[WHAT TO PRODUCE]:
Give the lines below as a JSON list of strings, one string per line, with blank lines left out. Leave out the pictures.

(Lines from a dataset)
-- start --
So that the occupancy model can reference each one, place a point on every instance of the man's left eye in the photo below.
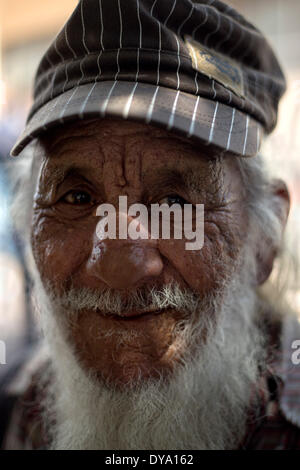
(173, 199)
(78, 198)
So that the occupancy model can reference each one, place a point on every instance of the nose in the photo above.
(123, 264)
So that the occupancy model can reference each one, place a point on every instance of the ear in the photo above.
(268, 250)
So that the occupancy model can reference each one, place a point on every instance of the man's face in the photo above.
(91, 163)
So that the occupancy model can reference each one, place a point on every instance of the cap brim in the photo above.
(188, 115)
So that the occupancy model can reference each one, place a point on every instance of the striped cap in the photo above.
(195, 67)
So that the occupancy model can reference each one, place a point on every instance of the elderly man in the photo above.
(149, 344)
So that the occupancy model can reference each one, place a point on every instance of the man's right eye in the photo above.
(77, 197)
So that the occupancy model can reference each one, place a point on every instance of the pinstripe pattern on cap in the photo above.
(138, 48)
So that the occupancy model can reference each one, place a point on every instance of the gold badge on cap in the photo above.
(216, 66)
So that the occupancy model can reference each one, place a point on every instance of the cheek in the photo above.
(58, 249)
(205, 269)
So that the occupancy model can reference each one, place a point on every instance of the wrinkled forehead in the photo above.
(95, 142)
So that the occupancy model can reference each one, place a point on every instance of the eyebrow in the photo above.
(172, 178)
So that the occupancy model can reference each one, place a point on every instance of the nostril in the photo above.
(124, 265)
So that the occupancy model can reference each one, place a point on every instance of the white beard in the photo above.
(203, 406)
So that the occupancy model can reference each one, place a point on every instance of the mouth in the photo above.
(136, 315)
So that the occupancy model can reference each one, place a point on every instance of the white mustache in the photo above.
(146, 299)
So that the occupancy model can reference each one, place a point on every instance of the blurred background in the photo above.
(26, 29)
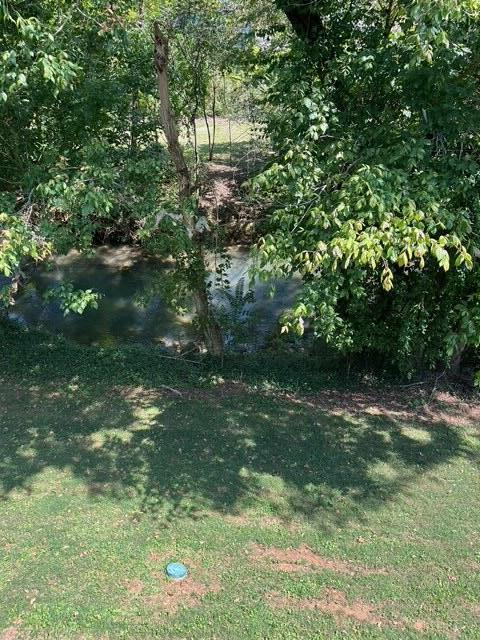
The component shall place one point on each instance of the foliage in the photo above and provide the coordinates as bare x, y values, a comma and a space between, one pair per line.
374, 117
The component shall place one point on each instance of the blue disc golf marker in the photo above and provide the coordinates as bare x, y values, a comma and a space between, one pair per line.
177, 571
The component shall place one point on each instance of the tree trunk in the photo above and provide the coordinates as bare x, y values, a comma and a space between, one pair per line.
214, 118
210, 328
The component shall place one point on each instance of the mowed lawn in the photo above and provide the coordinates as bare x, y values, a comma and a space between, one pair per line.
330, 514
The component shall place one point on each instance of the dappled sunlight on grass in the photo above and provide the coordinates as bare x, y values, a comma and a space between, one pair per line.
180, 457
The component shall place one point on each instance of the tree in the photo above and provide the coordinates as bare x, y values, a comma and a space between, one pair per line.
194, 263
374, 116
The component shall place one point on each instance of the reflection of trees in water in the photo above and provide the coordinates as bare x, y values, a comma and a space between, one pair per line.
132, 307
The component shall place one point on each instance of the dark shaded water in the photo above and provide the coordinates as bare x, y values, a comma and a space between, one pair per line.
122, 275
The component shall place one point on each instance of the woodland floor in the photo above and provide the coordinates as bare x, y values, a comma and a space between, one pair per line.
327, 512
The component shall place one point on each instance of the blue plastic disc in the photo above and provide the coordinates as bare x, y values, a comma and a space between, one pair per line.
177, 571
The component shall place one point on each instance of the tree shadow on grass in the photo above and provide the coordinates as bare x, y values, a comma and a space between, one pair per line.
181, 458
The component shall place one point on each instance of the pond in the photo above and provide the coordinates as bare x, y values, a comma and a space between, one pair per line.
122, 275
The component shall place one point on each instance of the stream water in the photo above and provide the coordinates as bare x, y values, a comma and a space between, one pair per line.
122, 275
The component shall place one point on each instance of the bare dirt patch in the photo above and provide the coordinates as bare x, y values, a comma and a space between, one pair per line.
134, 586
185, 594
262, 522
303, 560
334, 602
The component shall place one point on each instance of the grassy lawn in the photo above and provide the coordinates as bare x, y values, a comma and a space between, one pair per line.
301, 511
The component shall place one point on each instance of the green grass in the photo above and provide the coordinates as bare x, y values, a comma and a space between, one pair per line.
106, 475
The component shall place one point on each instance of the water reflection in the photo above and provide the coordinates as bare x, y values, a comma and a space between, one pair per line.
121, 275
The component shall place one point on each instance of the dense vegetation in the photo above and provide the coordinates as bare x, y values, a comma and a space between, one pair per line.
312, 488
371, 110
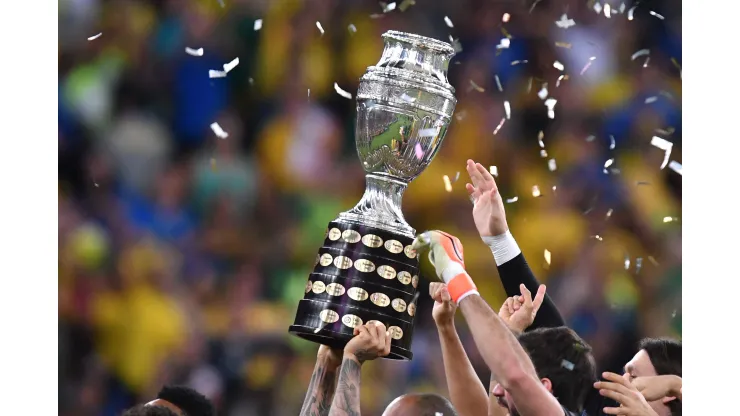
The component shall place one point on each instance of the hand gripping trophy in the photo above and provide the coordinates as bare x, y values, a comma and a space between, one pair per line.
366, 269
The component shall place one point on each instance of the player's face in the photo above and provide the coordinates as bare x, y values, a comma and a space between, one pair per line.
641, 366
504, 400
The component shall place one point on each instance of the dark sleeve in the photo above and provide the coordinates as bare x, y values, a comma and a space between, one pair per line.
515, 272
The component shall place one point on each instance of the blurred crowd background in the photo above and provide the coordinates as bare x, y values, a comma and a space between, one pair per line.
182, 256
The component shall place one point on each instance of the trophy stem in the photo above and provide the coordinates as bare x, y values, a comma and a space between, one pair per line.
380, 206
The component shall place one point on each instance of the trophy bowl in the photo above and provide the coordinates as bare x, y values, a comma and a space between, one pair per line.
366, 269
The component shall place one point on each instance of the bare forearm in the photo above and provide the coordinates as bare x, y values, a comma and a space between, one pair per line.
466, 391
320, 389
498, 346
347, 398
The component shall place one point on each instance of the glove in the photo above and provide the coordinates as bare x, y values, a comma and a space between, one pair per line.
446, 255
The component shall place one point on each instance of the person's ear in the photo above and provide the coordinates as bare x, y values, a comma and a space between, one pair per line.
547, 383
668, 399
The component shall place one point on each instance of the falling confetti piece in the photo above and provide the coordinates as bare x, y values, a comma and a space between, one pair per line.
664, 145
501, 124
543, 92
448, 185
476, 86
631, 13
676, 167
231, 65
407, 98
564, 22
419, 152
640, 53
405, 4
342, 92
218, 131
550, 104
194, 52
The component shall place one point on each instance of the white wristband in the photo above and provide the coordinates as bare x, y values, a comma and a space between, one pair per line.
503, 247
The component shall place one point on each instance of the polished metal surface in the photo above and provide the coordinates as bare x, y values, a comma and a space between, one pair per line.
404, 107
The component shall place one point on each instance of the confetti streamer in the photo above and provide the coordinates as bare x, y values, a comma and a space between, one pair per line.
218, 131
676, 167
419, 152
664, 145
342, 92
194, 52
448, 185
231, 65
501, 124
565, 22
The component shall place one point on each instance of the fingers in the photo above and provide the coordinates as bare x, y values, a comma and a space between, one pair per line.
539, 297
526, 294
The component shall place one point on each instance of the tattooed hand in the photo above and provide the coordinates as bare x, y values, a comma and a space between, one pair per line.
370, 342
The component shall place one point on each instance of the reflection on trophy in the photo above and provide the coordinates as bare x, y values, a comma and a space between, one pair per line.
366, 269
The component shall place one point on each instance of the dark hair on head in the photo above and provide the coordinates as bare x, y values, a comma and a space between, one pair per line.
665, 355
190, 401
560, 355
144, 410
428, 404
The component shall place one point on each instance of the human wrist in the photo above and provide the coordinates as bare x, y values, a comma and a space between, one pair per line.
503, 246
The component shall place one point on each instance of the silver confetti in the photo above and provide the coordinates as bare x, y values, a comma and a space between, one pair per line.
342, 92
676, 167
218, 131
194, 52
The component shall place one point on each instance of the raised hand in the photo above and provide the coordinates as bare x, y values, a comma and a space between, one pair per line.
518, 312
488, 207
444, 308
619, 388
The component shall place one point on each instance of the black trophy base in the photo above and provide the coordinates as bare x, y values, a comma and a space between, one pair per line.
361, 274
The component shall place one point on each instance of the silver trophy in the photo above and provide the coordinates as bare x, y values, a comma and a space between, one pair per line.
366, 269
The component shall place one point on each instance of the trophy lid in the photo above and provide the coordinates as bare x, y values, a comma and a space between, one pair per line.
422, 56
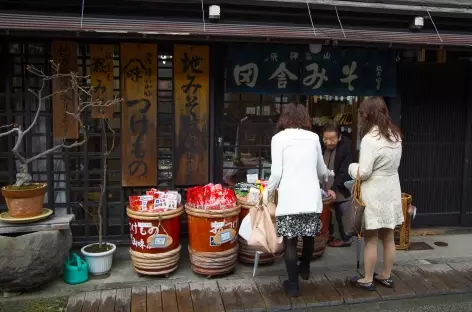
-- end --
[FULL RESPONSE]:
[
  "So that the occupancy model can reference each one, place a point on every instance of the man's left eye in the photo below.",
  "(173, 199)",
  "(78, 198)",
  "So that the occupancy model can reference each one, place a point on every instance of the nose in the photo above.",
  "(123, 264)",
  "So that the occupancy model can reference each one, place a point on every instance of the ear in the photo above.",
  "(268, 250)",
  "So that the occupancy model can reference each one, place a point on every instance of the man's face in the photo above.",
  "(91, 163)",
  "So that the occupancy model can reference each one, place a point on every instance of the cap brim in the photo above.",
  "(188, 115)",
  "So that the occupancy model can reference each one, place a point on every instance of the striped cap in the photo above.",
  "(195, 67)",
  "So that the occupancy model can reference each one, place a point on every instance of the elderly man in the photo above.",
  "(149, 344)",
  "So that the occupancy model can reference each one, place a point on every instance of the man's right eye in the photo above.",
  "(77, 197)",
  "So that the occupancy model can reference each one, place a point on every instance of the pinstripe pattern on cap in the photo above.",
  "(138, 48)",
  "So that the occupancy model can reference each one, place a point on every instance of the gold badge on cap in the photo above.",
  "(216, 66)",
  "So that the occupancy model can reference each one, place a point on every instance of the cheek in the photo above.",
  "(58, 249)",
  "(205, 269)",
  "So that the occupancy model can reference each one, place a point on every instance of the wrinkled forehead in the photo above.",
  "(95, 142)",
  "So that the occupancy model can reference each one, place a point on every instance of the eyebrow in the photo above.",
  "(172, 178)",
  "So that the occupancy model can reference each one, place a point on every instance of the nostril in the photo above.",
  "(124, 265)",
  "So that the occupancy model can reference each one, place a point on every instance of the white beard in the photo above.",
  "(203, 406)",
  "So that the occupancy model can reference each one, place a point on every instance of the mouth in the photo above.",
  "(136, 315)",
  "So that the occupancy model can reference each one, place a point on every instance of the white mustache in the photo above.",
  "(146, 299)",
  "So that the occupancy model can reference each one, place a point on every instance of the blurred background in the photo above.",
  "(26, 29)",
  "The component shall place one point on each instance of the foliage in the photo above and provide the coordinates as bare x, y values, a comma and a space between, one pair per line.",
  "374, 117",
  "The component shall place one point on each instance of the blue disc golf marker in the photo above and provide the coordinates as bare x, y values, a comma and a space between, one pair per line.",
  "177, 571",
  "The component shall place one point on each instance of the tree trunk in the photo above and provide the coordinates as bare x, y values, a comma and a space between, one pair per line.",
  "214, 118",
  "210, 328",
  "The component shall place one point on each instance of the mowed lawn in the photo above and provide the coordinates as bare x, y values, a comma and a space between, one pair per line.",
  "330, 514",
  "The component shall place one point on each instance of the dappled sunlight on grass in the photo above and provide the coordinates as bare x, y values, a comma and a space between, one pair per line.",
  "180, 457",
  "The component shall place one point on each instance of the tree in the photo above and provide the coordinates as bare x, y values, a comma and a space between, one pair per line.",
  "194, 263",
  "374, 116",
  "The component shall place one point on each instance of the reflection of trees in water in the photo above and provide the coordinates as bare x, y values, a comma and a space between, one pair per line.",
  "132, 307",
  "The component shall place one point on each instance of the dark shaded water in the photo above and provide the coordinates as bare x, y values, a comma and a space between, one pair per line.",
  "122, 275",
  "The component shall place one point on each instance of the woodland floor in the photo above and provide the coordinates as bare x, y values, a comma and a space between, one pair per line.",
  "327, 512",
  "The component shall place one point on each instance of the blue plastic disc in the photo above and provide the coordinates as bare x, y values, a comma and a space between, one pair per line.",
  "177, 571",
  "The component shall place one point on each instance of the tree shadow on grass in the photo above and provide the coordinates as bare x, y values, a comma and a space between, one pair per line.",
  "181, 458",
  "The component shall place one point on each instance of the pond in the photo above and provide the coordinates as bare x, y values, a comma and a space between, one pair per line.",
  "122, 275",
  "The component shall place one point on each instance of the stream water in the photo above and provide the coordinates as bare x, y values, a comma and a space between, one pair per line.",
  "122, 275",
  "The component shall place one point on each instance of the bare dirt patch in the photo above and provide the coordinates as bare x, y values, a comma and a space between, one pair per line.",
  "134, 586",
  "185, 594",
  "262, 522",
  "303, 560",
  "334, 602",
  "The component shall place one point on each instance of the grassy lawn in the photo above and provide the coordinates as bare x, y values, a comma and a space between, one pair per line.",
  "301, 511",
  "The component shall place one point on each instance of the green grass in the photo above and provide the coordinates as bare x, y values, a comma and a space between, one pair per line.",
  "106, 475",
  "The component shall place one point on each instance of the water reflection in the photo above and provide the coordinates as bare x, y values, a comma and a space between, one pair per line.",
  "121, 275",
  "The component shall place one point on each instance of the dense vegetation in the photo above and provide the coordinates as bare x, y values, a comma and a space between, one pair per line.",
  "312, 488",
  "371, 110",
  "The component shall place one point on each instance of the hand gripping trophy in the photo above and provide the coordinates as bare x, y values, a comma and a space between, one pair per line.",
  "366, 269",
  "The component shall place one point on each instance of the player's face in the photo above and provide the coordinates as bare x, y values, a comma and a space between, one pair per line.",
  "641, 366",
  "504, 400",
  "The component shall place one point on each instance of the dark sleeve in the photo above and provide the coordinates as bare x, y values, a comma and a space between, one pair per line.",
  "515, 272",
  "The component shall place one point on each instance of the blurred crowd background in the photo above and provide the coordinates as bare x, y values, a comma and a space between, one pair per line.",
  "182, 256",
  "The component shall place one point on each instance of the trophy stem in the photo above and provide the coordinates as bare x, y values, a comma and a space between, one pair per line.",
  "380, 206",
  "The component shall place one point on each instance of the trophy bowl in the photo above and provide the coordinates as bare x, y values, a comma and a space between, one pair per line.",
  "366, 269",
  "The component shall place one point on each instance of the bare forearm in the photo above and provide the coordinates as bare x, y values, a comma and a space between, one pair per line.",
  "466, 391",
  "320, 389",
  "498, 346",
  "347, 398",
  "The component shall place one point on each instance of the glove in the photo above and provide the coordinates as bare x, y values, a comma and a space between, one pair per line.",
  "446, 255",
  "The component shall place one point on each instance of the person's ear in the photo above and provide the coordinates as bare x, y values, a comma and a space between, one pair per line.",
  "547, 383",
  "668, 399",
  "The component shall place one point on each instance of the falling confetti piece in the photo above and provide the coordinates as bare x, y values, a comma and a space between, one pair per line.",
  "664, 145",
  "501, 124",
  "543, 92",
  "448, 185",
  "476, 86",
  "631, 13",
  "676, 167",
  "231, 65",
  "407, 98",
  "564, 22",
  "419, 152",
  "640, 53",
  "405, 4",
  "342, 92",
  "218, 131",
  "550, 104",
  "194, 52",
  "The component shall place one point on each instance of the white wristband in the photo above and provide the coordinates as bare x, y values, a comma and a space between, one pair per line.",
  "503, 247",
  "The component shall place one point on each instance of the polished metal surface in the photo above and provide the coordinates as bare x, y values, a comma and a space between, one pair per line.",
  "404, 107",
  "The component shall place one point on each instance of the confetti streamer in the photo above and provide the coordinates as bare x, y values, a comma and a space between, one pair per line.",
  "218, 131",
  "676, 167",
  "419, 152",
  "664, 145",
  "342, 92",
  "194, 52",
  "448, 185",
  "231, 65",
  "501, 124",
  "565, 22",
  "The component shall place one point on each instance of the fingers in the photo above and provide the coordinates as bare x, y values, a comma and a space between, one pair per line.",
  "539, 297",
  "526, 294",
  "The component shall place one point on each instance of the tattooed hand in the photo above and provide the coordinates as bare x, y values, a comma and a space between, one pair per line.",
  "370, 342",
  "The component shall place one point on each instance of the reflection on trophy in the photo above and provide the coordinates as bare x, y values, a comma and a space between, one pair per line.",
  "366, 269",
  "The component shall place one point on each instance of the dark hair on head in the photo above and provide the coordinates as bare x, y values, a comma and a space between, one pair per line.",
  "665, 355",
  "190, 401",
  "560, 355",
  "144, 410",
  "428, 404",
  "The component shall place one point on each instance of the human wrist in the photo above and provide the coordinates as bare x, y values, a comma and a space between, one pair per line.",
  "503, 246",
  "The component shall place one point on each instance of the silver confetti in the photo above and provide the coordinates as bare x, y values, a comma and a space between, one pair per line.",
  "342, 92",
  "676, 167",
  "218, 131",
  "194, 52",
  "The component shall place one point on each instance of the raised hand in the photo above and provide the coordinates as bare x, y values, a comma and a space between, one pair per line.",
  "518, 312",
  "488, 207",
  "444, 308",
  "619, 388",
  "The component shall place one point on each instance of the black trophy base in the photo above and provide the coordinates as bare x, y values, a comma and a space between, one pair per line.",
  "361, 274",
  "The component shall place one point on each instance of the silver trophy in the photo above and provide the coordinates as bare x, y values, a comma and a space between, one pair per line.",
  "366, 269",
  "The component shall place one point on each instance of the trophy lid in the photo above and provide the coordinates as bare x, y values, a comma and a space between, one pair per line.",
  "422, 56"
]